Die folgenden Fragen sind anhand der Rezension zum Sammelband „Nachkrieg in Deutschland“ zu beantworten.
1. Wie viele Seiten umfasst der Sammelband?
2. Wer hat die Rezension für H-Soz-Kult verfasst?
3. Welches Ereignis des Jahres 1955 wird als mögliches Ende der deutschen Nachkriegszeit genannt?

[AUSZUG]
###
K. Naumann (Hg.): Nachkrieg in Deutschland

Cover
Titel
Nachkrieg in Deutschland.


Herausgeber
Naumann, Klaus
Erschienen
Anzahl Seiten
576 S.
Preis
€ 30,00
Rezensiert für H-Soz-Kult von
Daniel Küchenmeister

Der Herausgeber des gehaltvollen und anregenden Sammelbandes, der zeitgeschichtliche Forschung und zeitdiagnostische Erwägungen vereinen will, beginnt sein Vorwort mit der unbestrittenen Feststellung, dass „eine der erstaunlichsten und zugleich irritierendsten Leistungen der deutschen Gesellschaft nach dem Zweiten Weltkrieg darin bestand, wie sie die Kriegsfolgen meisterte. Anders als nach dem Ersten Weltkrieg gelang es nach 1945 in jahrzehntelangen, sich schubweise vollziehenden Entwicklungen, Zivilität zu etablieren, die in der deutschen Vergangenheit ohne Vergleichsfall ist“ (S. 9). Dieser Ausgangspunkt lässt ihn dann aber zu Recht fragen, wann die deutsche Nachkriegszeit denn eigentlich endete – mit der Währungsreform 1948, mit der Blockeinbindung 1955, mit der Protestbewegung der 68ziger oder erst mit dem Fall der Mauer und der Vereinigung der beiden deutschen Staaten 1990, und womöglich ist sie auch einfach mit der Zweistaatlichkeit gleichzusetzen.
###
[BEREITGESTELLTES MATERIAL]
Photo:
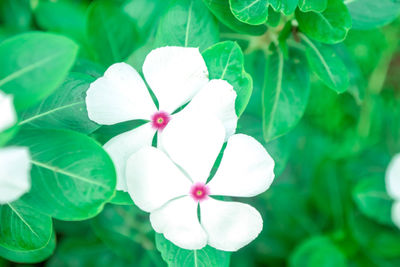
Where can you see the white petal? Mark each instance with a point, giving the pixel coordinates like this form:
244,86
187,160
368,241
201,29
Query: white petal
175,74
153,179
15,167
229,225
120,95
393,178
193,143
217,98
396,213
122,146
8,116
246,169
178,221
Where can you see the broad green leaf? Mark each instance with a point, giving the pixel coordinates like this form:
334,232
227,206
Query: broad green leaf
64,109
326,64
313,5
84,252
72,176
127,231
317,251
330,26
16,14
187,23
285,93
369,14
225,61
373,201
177,257
41,64
64,17
253,12
287,7
25,234
111,32
221,10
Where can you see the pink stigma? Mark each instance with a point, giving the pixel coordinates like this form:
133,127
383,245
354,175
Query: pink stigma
199,192
160,120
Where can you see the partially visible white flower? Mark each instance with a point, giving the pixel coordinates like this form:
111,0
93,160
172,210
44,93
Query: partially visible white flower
171,184
393,187
8,117
176,75
15,166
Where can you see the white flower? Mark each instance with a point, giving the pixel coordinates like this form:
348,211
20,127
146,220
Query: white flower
175,75
171,183
14,161
8,117
393,187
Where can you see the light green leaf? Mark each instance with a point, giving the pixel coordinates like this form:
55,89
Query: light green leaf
41,64
285,93
64,109
253,12
221,10
373,201
72,176
313,5
25,234
317,251
326,64
111,32
370,14
177,257
330,26
225,61
187,23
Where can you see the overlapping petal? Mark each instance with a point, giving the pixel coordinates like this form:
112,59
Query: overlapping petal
217,98
246,169
120,95
229,225
122,146
153,179
8,116
178,221
193,143
175,75
15,169
393,178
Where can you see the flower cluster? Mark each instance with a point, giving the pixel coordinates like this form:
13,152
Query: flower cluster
15,162
193,120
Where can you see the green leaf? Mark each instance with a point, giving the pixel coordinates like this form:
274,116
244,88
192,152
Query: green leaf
253,12
178,257
221,10
285,93
373,201
225,61
326,64
317,251
111,32
64,109
72,176
370,14
187,23
287,7
313,5
39,67
330,26
25,234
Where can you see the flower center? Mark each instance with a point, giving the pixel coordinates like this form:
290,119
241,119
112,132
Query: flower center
160,120
199,192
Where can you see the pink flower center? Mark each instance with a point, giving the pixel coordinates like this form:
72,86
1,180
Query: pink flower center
199,192
160,120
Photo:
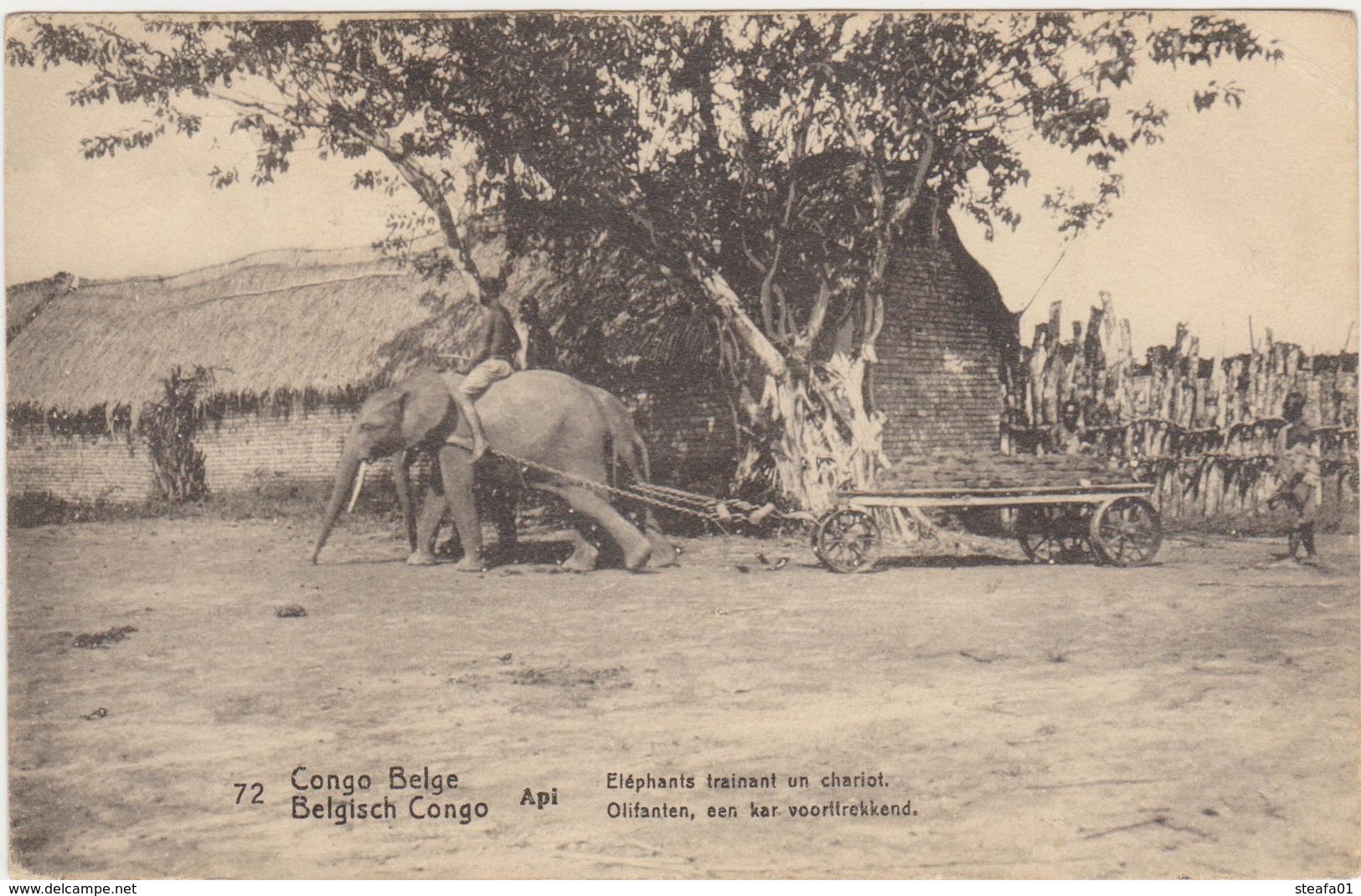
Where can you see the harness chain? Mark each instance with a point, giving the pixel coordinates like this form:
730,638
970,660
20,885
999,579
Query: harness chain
686,502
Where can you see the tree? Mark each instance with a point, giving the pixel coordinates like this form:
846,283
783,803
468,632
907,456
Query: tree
755,172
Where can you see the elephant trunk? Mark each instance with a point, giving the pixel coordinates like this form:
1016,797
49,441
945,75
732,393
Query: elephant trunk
344,481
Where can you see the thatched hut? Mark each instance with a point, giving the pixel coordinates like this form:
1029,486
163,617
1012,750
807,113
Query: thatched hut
289,342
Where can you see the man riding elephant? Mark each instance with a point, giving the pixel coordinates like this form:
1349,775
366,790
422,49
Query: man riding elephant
497,343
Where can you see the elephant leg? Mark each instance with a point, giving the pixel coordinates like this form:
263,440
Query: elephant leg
428,526
507,534
457,474
635,546
402,481
663,552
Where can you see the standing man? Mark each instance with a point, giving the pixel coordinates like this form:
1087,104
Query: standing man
1299,474
493,358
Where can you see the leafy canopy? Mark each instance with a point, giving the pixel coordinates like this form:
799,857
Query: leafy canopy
751,172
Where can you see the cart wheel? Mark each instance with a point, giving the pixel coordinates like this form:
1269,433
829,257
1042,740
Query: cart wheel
1126,532
847,541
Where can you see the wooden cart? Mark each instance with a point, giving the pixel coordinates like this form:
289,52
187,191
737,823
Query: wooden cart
1115,523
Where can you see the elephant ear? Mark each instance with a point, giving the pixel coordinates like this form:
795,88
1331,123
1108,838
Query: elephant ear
422,409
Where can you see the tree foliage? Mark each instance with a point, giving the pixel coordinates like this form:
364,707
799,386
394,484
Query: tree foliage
751,176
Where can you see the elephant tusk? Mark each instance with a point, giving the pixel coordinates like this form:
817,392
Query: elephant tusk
358,487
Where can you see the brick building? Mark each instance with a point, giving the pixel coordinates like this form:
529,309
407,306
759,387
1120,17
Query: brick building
294,339
946,346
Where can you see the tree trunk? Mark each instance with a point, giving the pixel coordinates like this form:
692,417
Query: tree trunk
818,435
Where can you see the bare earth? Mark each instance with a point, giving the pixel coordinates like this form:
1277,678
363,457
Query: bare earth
1195,718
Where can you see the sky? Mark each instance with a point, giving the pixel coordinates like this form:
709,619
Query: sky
1240,214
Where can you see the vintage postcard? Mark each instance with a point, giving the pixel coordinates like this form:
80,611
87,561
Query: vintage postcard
682,445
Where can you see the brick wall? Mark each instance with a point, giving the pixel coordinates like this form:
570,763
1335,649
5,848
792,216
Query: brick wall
250,451
938,372
689,437
76,467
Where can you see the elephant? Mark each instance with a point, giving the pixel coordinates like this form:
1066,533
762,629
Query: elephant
537,415
501,484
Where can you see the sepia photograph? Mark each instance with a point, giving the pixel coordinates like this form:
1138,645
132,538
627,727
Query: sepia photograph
682,445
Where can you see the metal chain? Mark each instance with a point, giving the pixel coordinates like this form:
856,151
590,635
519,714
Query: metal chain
685,502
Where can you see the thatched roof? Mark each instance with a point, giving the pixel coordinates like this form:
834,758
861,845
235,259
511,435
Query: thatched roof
274,322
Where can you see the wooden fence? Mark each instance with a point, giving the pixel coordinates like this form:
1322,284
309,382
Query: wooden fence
1208,430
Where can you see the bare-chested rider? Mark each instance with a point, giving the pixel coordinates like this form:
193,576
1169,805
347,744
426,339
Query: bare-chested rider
496,348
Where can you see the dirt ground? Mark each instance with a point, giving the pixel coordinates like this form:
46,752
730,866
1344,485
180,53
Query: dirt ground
1193,718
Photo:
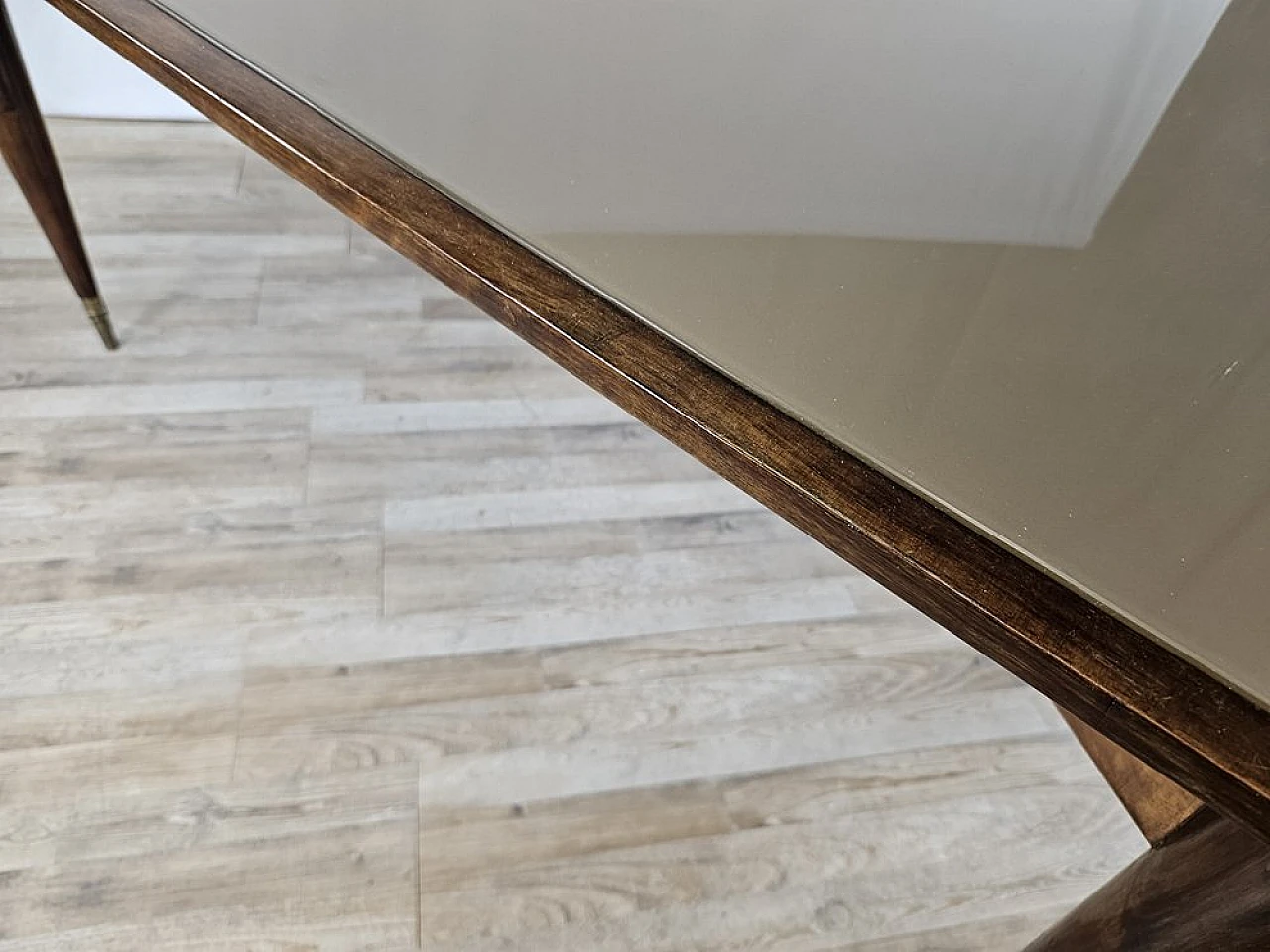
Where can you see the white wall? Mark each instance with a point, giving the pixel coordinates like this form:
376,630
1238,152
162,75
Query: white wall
76,75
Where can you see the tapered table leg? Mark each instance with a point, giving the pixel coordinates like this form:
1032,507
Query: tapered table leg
1206,889
30,155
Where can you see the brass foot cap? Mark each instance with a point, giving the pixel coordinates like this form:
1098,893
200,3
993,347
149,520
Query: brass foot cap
100,318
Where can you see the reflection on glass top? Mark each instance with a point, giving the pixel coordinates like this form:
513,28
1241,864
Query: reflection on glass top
1016,254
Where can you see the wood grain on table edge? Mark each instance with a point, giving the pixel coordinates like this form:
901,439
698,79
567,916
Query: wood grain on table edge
1176,717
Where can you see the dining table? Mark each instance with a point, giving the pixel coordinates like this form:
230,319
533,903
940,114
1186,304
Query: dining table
974,295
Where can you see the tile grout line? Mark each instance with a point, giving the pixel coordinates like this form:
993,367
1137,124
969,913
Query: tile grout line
418,858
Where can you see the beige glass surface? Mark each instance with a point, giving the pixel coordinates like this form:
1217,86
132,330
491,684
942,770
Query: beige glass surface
1016,254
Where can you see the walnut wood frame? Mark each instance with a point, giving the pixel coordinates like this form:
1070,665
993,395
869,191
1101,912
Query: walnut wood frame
1184,722
30,155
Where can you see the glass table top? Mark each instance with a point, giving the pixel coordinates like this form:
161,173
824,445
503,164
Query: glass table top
1015,254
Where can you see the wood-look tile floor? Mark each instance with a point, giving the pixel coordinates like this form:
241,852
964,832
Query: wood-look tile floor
333,617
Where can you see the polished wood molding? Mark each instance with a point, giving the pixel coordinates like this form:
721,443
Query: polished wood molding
1162,708
1207,889
1157,805
30,155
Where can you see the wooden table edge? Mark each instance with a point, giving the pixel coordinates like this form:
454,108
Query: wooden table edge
1184,722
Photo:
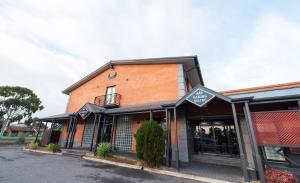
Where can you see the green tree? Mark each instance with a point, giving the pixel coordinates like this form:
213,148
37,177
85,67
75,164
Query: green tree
150,143
16,104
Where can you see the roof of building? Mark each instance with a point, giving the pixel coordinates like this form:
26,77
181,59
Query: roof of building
262,88
20,128
164,60
269,91
139,108
56,117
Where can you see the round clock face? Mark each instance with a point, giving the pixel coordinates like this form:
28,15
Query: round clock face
###
[LÖSUNG]
1. Der Sammelband umfasst 576 Seiten.
2. Die Rezension stammt von Daniel Küchenmeister.
3. Genannt wird die Blockeinbindung 1955.